- _Task objective_
Your answer should reproduce every line of the material in which the word "before" occurs.

- _Input data_
════════════════════
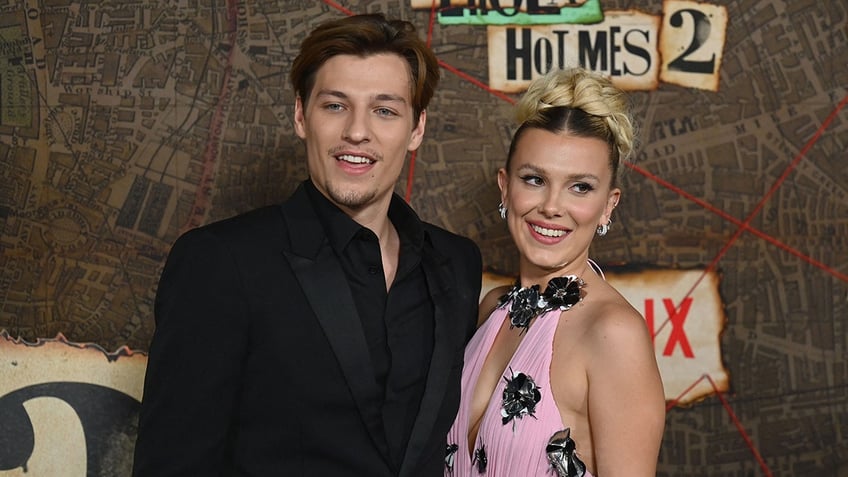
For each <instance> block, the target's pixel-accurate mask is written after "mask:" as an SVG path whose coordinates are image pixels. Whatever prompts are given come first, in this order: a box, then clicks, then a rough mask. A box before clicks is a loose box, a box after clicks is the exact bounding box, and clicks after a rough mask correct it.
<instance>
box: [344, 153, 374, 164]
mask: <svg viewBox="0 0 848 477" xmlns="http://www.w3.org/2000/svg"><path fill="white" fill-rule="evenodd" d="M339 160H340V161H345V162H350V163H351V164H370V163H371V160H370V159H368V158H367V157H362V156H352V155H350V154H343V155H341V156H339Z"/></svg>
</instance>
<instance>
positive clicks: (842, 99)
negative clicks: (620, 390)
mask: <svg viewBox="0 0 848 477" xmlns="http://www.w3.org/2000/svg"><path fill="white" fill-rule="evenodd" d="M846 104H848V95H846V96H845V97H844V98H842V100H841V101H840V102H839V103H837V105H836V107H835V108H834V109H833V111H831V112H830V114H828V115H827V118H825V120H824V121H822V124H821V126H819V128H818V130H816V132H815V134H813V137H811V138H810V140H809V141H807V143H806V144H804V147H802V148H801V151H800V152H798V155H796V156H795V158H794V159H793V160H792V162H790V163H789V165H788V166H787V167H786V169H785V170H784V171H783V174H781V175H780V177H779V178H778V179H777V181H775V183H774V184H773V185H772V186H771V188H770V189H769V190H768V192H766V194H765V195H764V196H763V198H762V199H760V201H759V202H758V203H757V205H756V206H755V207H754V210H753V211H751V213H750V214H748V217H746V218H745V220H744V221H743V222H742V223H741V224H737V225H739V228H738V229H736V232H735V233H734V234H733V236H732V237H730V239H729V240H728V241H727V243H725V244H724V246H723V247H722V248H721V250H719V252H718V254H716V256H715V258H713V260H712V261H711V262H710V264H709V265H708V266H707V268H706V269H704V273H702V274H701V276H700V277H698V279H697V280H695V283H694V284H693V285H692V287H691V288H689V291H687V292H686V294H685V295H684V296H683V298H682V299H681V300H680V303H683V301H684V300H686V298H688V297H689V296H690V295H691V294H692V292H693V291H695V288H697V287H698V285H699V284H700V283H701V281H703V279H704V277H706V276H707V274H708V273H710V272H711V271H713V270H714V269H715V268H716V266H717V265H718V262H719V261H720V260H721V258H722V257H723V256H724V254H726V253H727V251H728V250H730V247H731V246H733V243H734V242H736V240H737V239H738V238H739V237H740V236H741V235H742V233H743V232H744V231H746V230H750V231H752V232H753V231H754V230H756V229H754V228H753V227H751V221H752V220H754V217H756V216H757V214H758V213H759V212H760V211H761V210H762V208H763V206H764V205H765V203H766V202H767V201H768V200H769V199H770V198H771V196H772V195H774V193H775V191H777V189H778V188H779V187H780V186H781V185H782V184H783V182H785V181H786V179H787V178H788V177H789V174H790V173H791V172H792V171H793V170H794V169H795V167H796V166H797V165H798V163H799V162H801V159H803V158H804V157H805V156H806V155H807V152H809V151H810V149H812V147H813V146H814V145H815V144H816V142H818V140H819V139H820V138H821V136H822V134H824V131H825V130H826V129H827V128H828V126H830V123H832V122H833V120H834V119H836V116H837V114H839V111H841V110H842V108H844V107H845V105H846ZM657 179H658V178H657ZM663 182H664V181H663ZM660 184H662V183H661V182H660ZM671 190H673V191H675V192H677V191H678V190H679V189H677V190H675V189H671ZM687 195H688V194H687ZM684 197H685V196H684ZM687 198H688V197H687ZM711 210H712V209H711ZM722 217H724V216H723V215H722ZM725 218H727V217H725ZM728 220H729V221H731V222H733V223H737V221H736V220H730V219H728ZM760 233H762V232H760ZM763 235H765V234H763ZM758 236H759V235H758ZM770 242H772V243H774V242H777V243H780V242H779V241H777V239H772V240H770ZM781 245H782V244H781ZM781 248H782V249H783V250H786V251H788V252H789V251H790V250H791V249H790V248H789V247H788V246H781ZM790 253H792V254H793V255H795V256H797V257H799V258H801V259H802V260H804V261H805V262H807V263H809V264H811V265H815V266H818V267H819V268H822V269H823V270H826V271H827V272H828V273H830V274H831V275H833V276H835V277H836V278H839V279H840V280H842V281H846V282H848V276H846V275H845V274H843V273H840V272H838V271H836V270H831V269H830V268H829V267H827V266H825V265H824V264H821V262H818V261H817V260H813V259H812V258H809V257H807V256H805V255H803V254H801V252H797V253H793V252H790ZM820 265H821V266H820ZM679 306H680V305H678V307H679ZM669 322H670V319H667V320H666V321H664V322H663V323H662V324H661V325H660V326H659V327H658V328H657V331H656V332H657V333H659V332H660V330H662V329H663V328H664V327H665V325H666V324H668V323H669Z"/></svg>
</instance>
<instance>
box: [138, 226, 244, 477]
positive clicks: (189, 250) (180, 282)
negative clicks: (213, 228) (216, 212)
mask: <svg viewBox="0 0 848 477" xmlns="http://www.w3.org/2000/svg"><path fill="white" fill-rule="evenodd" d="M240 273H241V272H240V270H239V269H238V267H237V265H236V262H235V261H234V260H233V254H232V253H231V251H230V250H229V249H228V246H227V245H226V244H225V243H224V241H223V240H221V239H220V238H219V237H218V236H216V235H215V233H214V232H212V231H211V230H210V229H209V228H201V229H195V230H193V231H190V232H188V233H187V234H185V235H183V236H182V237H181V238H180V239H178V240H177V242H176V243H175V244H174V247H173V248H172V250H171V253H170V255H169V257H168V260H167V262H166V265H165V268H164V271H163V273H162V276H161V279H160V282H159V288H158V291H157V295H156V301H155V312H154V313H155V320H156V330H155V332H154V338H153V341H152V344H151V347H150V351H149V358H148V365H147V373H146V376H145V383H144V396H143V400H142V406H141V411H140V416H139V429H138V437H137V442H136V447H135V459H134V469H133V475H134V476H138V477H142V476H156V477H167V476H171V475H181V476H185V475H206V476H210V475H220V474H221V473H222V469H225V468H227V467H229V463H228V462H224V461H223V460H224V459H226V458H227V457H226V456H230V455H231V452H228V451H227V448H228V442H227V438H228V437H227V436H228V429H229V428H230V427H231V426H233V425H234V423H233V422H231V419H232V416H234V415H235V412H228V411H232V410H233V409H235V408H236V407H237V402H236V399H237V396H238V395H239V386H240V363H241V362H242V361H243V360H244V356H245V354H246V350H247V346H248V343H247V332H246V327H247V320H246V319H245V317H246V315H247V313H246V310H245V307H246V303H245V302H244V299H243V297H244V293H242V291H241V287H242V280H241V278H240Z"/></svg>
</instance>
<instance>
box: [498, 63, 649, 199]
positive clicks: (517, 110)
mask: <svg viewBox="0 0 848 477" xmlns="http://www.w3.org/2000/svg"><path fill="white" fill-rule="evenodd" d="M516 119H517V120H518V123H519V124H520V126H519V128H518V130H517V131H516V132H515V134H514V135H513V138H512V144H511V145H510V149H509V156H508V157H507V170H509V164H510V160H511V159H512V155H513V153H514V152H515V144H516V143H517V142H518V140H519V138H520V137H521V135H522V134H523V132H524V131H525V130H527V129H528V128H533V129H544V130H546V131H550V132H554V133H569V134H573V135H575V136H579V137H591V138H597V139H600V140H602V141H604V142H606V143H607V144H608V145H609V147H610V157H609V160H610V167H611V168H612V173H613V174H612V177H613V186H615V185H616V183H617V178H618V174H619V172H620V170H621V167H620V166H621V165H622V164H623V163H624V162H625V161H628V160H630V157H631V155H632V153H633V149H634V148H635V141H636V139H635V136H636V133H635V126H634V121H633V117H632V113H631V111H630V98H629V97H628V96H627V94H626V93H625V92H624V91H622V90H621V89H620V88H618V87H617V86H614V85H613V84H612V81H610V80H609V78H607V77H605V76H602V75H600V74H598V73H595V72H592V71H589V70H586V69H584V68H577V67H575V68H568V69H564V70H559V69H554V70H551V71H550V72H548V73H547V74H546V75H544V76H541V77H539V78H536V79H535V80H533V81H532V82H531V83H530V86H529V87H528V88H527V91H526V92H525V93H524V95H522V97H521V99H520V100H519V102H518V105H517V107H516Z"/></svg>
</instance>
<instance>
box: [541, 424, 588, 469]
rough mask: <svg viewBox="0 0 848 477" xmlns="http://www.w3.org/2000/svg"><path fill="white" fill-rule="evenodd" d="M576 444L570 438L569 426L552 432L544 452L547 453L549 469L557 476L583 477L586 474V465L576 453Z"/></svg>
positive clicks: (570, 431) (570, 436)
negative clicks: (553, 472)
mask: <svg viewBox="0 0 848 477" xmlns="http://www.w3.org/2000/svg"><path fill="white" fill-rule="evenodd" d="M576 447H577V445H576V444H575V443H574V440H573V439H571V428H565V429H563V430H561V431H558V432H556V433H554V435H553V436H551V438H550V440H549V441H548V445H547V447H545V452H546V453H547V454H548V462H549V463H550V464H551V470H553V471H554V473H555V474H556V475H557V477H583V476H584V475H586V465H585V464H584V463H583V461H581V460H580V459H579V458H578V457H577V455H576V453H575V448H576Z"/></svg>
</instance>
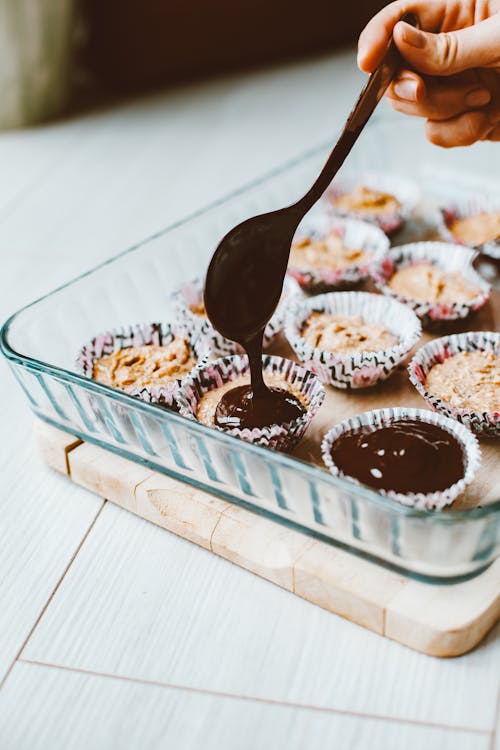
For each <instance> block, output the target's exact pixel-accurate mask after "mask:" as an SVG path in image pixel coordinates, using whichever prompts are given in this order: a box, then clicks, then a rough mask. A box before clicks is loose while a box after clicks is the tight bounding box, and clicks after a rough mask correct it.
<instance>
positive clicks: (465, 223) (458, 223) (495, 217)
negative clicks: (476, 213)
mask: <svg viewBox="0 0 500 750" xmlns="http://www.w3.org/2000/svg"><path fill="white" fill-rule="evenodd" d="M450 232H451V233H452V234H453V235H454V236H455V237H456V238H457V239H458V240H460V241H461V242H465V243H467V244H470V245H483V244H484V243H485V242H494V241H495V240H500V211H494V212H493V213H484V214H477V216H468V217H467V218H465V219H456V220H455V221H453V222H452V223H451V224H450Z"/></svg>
════════════════════
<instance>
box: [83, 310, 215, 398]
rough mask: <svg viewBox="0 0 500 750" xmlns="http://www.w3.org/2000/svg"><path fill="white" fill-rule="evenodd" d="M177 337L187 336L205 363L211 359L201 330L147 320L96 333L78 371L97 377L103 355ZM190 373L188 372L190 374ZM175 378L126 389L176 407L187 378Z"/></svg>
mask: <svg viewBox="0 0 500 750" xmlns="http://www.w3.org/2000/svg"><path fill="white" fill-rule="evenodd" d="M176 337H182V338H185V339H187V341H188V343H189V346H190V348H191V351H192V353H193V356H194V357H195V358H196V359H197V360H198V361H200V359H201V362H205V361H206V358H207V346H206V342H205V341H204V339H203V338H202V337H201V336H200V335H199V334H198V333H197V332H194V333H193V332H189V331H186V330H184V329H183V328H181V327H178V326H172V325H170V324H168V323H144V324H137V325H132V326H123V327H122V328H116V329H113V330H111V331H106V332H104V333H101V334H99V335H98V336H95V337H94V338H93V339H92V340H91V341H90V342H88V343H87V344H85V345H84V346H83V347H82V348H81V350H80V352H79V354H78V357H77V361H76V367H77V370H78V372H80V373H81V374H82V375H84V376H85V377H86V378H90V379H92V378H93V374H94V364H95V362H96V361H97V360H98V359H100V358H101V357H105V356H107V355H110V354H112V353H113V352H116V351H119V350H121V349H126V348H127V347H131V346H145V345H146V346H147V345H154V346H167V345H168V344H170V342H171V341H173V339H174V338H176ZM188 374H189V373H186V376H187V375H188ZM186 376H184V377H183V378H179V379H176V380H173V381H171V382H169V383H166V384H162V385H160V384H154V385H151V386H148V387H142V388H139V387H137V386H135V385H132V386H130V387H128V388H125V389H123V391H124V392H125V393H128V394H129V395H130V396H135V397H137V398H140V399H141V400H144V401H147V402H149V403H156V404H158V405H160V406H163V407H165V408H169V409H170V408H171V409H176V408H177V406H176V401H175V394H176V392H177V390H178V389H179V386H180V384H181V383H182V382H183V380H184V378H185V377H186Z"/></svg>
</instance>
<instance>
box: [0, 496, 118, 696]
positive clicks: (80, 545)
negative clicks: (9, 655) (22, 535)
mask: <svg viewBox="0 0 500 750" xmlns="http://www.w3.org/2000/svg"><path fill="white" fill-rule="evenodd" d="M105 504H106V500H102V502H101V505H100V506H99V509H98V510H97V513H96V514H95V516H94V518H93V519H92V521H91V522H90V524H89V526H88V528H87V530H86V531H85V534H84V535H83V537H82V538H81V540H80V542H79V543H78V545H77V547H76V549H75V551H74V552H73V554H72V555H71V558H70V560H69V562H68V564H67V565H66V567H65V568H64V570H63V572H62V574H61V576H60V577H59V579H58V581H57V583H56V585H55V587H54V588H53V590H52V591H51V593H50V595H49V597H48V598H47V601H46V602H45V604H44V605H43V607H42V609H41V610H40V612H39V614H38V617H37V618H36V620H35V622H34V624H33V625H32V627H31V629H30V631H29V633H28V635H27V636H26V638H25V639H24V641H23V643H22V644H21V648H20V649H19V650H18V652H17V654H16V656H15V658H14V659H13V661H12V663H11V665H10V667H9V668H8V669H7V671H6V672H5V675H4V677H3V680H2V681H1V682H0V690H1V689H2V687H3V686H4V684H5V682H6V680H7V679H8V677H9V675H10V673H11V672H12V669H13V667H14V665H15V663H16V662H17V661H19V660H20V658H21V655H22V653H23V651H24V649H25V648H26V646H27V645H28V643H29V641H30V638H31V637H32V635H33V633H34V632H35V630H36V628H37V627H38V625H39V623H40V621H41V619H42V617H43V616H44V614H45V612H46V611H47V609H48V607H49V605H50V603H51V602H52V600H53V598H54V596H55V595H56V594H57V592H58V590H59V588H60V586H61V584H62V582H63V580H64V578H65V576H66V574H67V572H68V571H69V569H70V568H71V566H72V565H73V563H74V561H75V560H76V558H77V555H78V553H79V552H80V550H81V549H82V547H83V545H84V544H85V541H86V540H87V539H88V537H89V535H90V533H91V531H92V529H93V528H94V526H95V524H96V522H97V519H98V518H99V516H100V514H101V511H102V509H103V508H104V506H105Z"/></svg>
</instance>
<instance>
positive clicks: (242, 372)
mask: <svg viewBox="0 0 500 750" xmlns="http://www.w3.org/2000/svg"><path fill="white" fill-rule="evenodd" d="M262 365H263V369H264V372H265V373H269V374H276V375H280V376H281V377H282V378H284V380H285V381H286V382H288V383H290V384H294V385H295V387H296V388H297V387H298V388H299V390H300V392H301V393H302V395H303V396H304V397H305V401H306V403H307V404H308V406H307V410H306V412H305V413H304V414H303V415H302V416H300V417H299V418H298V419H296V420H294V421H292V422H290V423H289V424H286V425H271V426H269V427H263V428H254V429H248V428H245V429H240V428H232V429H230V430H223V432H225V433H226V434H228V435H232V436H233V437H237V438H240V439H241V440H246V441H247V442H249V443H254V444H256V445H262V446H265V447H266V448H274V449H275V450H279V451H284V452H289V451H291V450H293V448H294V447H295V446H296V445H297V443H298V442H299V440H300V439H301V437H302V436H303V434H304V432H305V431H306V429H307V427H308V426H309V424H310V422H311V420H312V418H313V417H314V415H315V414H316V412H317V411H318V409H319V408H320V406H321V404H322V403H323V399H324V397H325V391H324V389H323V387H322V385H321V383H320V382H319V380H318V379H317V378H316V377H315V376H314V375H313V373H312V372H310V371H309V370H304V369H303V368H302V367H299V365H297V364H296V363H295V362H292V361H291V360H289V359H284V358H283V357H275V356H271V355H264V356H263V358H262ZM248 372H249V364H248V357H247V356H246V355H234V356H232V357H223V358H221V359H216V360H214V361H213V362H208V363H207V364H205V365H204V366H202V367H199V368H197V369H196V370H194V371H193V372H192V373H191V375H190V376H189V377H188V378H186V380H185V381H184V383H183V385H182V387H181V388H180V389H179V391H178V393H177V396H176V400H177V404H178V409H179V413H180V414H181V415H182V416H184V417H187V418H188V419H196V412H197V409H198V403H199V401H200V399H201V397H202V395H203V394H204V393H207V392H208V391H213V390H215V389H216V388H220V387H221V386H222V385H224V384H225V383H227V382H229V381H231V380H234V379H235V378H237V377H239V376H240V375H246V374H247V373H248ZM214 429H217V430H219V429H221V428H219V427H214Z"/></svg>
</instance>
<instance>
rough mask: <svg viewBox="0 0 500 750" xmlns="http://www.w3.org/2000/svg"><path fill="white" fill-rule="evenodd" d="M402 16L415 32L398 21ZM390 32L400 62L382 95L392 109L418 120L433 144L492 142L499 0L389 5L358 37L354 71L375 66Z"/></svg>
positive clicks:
════════════════════
- _Answer space_
For each <instance> block, the target's pixel-accurate mask is written after "mask:" as an SVG path whose coordinates are image pixels. Whatever prompts are given come first, in this order: a box, then clicks, then a rough mask. A box before clicks is a loose box, a box after clicks is the exact bounding box, and clicks after a rough mask correct it.
For each <instance> block, output the target's exact pixel-accurate mask after "mask:" as an SVG path in image pixel coordinates, using whichever prompts are given in this order: a box, then clicks, then a rough mask. A box before clicks is loose while a box after clicks is the tight bounding box, and clicks after a rough mask correct it.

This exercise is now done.